* **What this exercise asks**:
**A)** In the forum thread about whether 0.999... equals 1, what does one commenter say is the same as equality in Real Analysis?
**B)** Copy the passage of the forum thread about 0.999... and 1 from "What we have" to "the education system.", word for word.

* **Document extract**:
::::

These situations are far, far, far less convincing than the fact that every reputable mathemetician in the country/world agrees that .999... = 1. It is fact. Actually, we've seen in the comments that there is at least one with a BS who is simply wrong in this case. However, this post is getting some serious attention and (I haven't read every post but) I don't see any professors signing up to refute Polymath's claim. The experts agree. Hmmm...

Of course if we're not talking about the realm of mathematics, then it's just a forum of opinions with no means of determining the the correct answer. So if you believe that this problem has an answer, that .9999... = 1 is either true or false, and you believe that this is a question of mathematics, wouldn't it make sense to trust a unanimous body of experts in spite of any feeling of uneasyness? What's more likely: that every mathematician in the world is wrong or that you're lacking sufficient training (it has nothing to do with intelligence) to fully understand? Remember the doctors and judges.


Mike Hoopes

What we have here, in Real Analysis, is the concept of convergence. 0.999... repeated is an infinite arithmetic series that converges on 1. Convergence is the same as equality in Real Analysis.

See http://en.wikipedia.org/wiki/Infinite_series for an example.

passerby

Teach this to students if you like, but it will only serve to convince the best students that they've been disserved by the education system.

The simple fact is, .3 repeating is an APPROXIMATION of one third, not EXACTLY one third. It adds up to 1 BECAUSE of the approximation, in exactly the same way that .9999 can be said to be APPROXIMATELY 1. Is is NOT and WILL not EVER be exactly 1, because, by DEFINITION, it is LESS than 1. If you fail to understand this, then you simply fail to understand the definition of .9 repeating. I was sick in school, and never went on to uni and higher math, but even I know you're waay wrong. And, more importantly, irresponsible to be teaching this.

p.s.: this is a random, in-passing post. I've never seen your blog before, and will probably never happen upon it again, so don't feel the need to attack me.

Michael

Me: Anyone want an apple?

Random Person X: Sure!

*Hands over apple*

Me: Sir, how many apples do you have?

Random Person X: ...One?

Me: No, you have .99999... of an apple.

Random Person X: You're weird...

schnubbi

I think the discussion here is all about the definition of 0.99|9.

People voting for 0.99|9 != 1 often have weird concepts in their mind of what 0.999... actually is, concepts having nothing to do with any entity in the world of integers, rational or irrational numbers.
The definition is mostly "intuitive" and fuzzy. If you want to say anything about 0.99..., you first have to mathematically define what it means to you!
There are definitions including limits or sequences, but most arguments for 0.99... != 1 are based on "intuitive" (mis-)concept(ion)s of 0.99xxx.

Some of them:

a) "0.999... is the number just below 1.0"

No. There is no real number "just below" another real number. between two arbitrary real numbers there are is an infinite amount of numbers in between. So the number you have in mind does not exist in the world of real numbers.

c) "0.99... is strictly irrational, thus it can't be equal to an integer"

::::

* **Source material**:

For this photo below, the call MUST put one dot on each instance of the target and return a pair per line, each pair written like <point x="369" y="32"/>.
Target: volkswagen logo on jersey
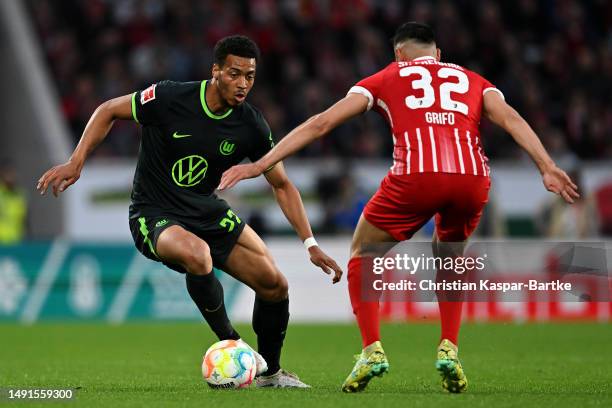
<point x="226" y="147"/>
<point x="189" y="171"/>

::::

* **Worked solutions**:
**A)** Convergence.

**B)**
What we have here, in Real Analysis, is the concept of convergence. 0.999... repeated is an infinite arithmetic series that converges on 1. Convergence is the same as equality in Real Analysis.

See http://en.wikipedia.org/wiki/Infinite_series for an example.

passerby

Teach this to students if you like, but it will only serve to convince the best students that they've been disserved by the education system.